Deutsche Juristenbiographien, Teil 12: Rudol Smend (1882-1975)
Matthias Wiemers
Neben Hans Kelsen und Carl Schmitt ist Rudolf Smend der dritte der drei auch heute noch wirksamen Staatsrechtslehrer der Weimarer Republik. Er hat eine unzweifelhaft auch heute noch so apostrophierte „Smend-Schule“ gebildet, der man in gewisser Weise auch eine Zeitschrift zuordnen kann – das Archiv des Öffentlichen Rechts.
Rudolf Smend wird im Jahre 1882 als Sohn eines protestantischen Theologieprofessors in Basel geboren und wächst in Göttingen auf. Studien in Basel, Berlin, Bonn und Göttingen münden in eine Göttinger Dissertation über das Verhältnis der preußischen Verfassungsurkunde zur belgischen im Jahre 1904. Die Habilitation erfolgt im Jahre 1908 bei Albert Haenel in Kiel über das Reichskammergericht. Ein erster Ruf führt im Folgejahr nach Greifswald, zwei Jahre später der erste auf ein Ordinariat in Tübingen, worauf Bonn (1915) und Berlin (1922) folgen. Im Jahre 1935 wird Smend, der sich dem NS-Regime nicht angedient hat, nach Göttingen abgeschoben.
Die Herkunft aus einer protestantischen Pfarrer- und Professorenfamilie führen Smend bereits 1918 in kichliche Gremien. 1933 wird er infolgedessen beispielsweise Mitglied der oppositionellen Bekennenden Kirche und dann 1945 in den Rat der Evangelischen Kirche in Deutschland (EKD) gewählt.
Evangelisches Kirchenrecht spielt im Werk Smends eine durchgehende Rolle, und er gilt als ihr Wiederbegründer in der frühen Bundesrepublik. Insgesamt stellen jedoch die Kirche als das Gegenüber des Staates – in Form des Staatskirchenrechts – sowie das Staats- und Verfassungsrecht die zentralen Gegenstände des Smendschen Werkes dar. Unter den staatskirchenrechtlichen Arbeiten der 1950er Jahre ist vor allem eine frühe Interpretation der in das Grundgesetz inkorporierten Weimarer Kirchenartikel zu hervorzuheben.

_Aufgabenstellung_
1. Beantworten Sie anhand des Textauszugs:
(a) In welchem Jahr und in welcher Stadt wurde Rudolf Smend geboren?
(b) Worüber verfasste Smend 1908 in Kiel seine Habilitation?
(c) In welches Gremium wurde Smend 1945 gewählt?
2. Schreiben Sie den Abschnitt des Textauszugs ab, beginnend bei „Evangelisches Kirchenrecht spielt“ und endend bei „Kirchenartikel zu hervorzuheben.“.

_Bereitgestelltes Material_
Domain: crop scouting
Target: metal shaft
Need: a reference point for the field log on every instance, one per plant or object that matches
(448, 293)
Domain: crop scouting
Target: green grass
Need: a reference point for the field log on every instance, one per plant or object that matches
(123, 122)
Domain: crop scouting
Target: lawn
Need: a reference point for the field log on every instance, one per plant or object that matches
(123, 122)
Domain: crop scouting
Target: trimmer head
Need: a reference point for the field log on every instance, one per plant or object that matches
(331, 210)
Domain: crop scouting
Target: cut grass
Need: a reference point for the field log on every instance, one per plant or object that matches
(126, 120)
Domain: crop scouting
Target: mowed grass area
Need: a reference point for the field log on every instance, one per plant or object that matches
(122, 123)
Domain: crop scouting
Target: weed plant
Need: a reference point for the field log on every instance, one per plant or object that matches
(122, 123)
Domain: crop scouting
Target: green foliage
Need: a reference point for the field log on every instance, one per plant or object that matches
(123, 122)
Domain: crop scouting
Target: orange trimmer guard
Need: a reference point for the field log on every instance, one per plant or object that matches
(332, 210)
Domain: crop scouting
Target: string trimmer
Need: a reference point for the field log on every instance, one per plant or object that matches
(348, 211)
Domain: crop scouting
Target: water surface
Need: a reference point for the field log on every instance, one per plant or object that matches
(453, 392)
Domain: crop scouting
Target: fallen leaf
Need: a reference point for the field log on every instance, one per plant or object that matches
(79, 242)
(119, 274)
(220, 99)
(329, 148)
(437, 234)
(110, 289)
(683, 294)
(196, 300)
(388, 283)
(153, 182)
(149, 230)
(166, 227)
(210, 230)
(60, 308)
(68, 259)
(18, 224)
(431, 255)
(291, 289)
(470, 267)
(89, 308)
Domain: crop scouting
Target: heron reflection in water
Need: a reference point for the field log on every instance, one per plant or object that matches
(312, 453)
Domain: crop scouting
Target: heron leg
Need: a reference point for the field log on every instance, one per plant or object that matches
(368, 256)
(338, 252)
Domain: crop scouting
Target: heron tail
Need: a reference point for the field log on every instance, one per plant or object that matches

_Richtige Lösungen_
1.
(a) 1882 in Basel
(b) Über das Reichskammergericht
(c) In den Rat der Evangelischen Kirche in Deutschland (EKD)

2.
Evangelisches Kirchenrecht spielt im Werk Smends eine durchgehende Rolle, und er gilt als ihr Wiederbegründer in der frühen Bundesrepublik. Insgesamt stellen jedoch die Kirche als das Gegenüber des Staates – in Form des Staatskirchenrechts – sowie das Staats- und Verfassungsrecht die zentralen Gegenstände des Smendschen Werkes dar. Unter den staatskirchenrechtlichen Arbeiten der 1950er Jahre ist vor allem eine frühe Interpretation der in das Grundgesetz inkorporierten Weimarer Kirchenartikel zu hervorzuheben.